## What this exercise asks
1. In the thread about fake sushi tuna, what price does the commenter give for the SCiO development kit listed on Amazon?
2. Continue the thread about fake sushi tuna from the point where it stops.

## Text
┌──

Sushi’s Fake Tuna Problem - simonebrunozzi
https://medium.com/age-of-awareness/sushis-fake-tuna-problem-533edbd89ddf
======
rapjr9
Perhaps SCiO's near infrared spectral analyzer could provide some info about
fish? Possibly the species, maybe the freshness or adulteration. I think mine
cost $400 many years ago, not sure if they are selling to consumers any more.
They seem to be selling to farmers for testing corn and feed:

[https://www.consumerphysics.com/](https://www.consumerphysics.com/)

The development kit to develop your own IR profiles is listed on Amazon for
$1300.

This list of research papers from the "9th International Symposium on RECENT
ADVANCES IN FOOD ANALYSIS":

[http://www.rafa2019.eu/pdf/Program%20RAFA%202019_FINAL_web.p...](http://www.rafa2019.eu/pdf/Program%20RAFA%202019_FINAL_web.pdf)

suggests that an IR spectrometer can tell if water is added to tuna (search
for "tuna", it's the second occurrence). If you also search on "fish" in that
document you'll find a variety of methods being explored to find the presence
of various things in fish (toxins, using PCR to test for DNA to detect fraud,
histamine, arsenic, dioxin, microplastics, Bisphenol).

└──

## Dataset excerpt
┌──

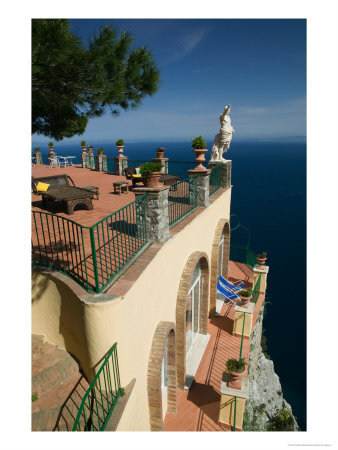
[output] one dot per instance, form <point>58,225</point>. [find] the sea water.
<point>269,196</point>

└──

## Results for the exercise
1. $1300.

2.
PCR tests for Covid-19 seem to cost around $100. Seems like spot checking of
tuna using PCR to see if it is really tuna would be doable and would bring the
market under control, eliminating fraud. Fishing interests would likely be
aligned against that, though maybe not if it leveled the playing field.

------
lacker
I’ve always been curious about the fake-fish situation but it feels like
there’s nothing I can do about it. It would be neat if I could get a cheap
little pocket-sized DNA tester that I could test fish with. AFAICT the
technology isn’t quite there yet but maybe future generations will be able to
DNA test their food as casually as I would snap a picture with my phone.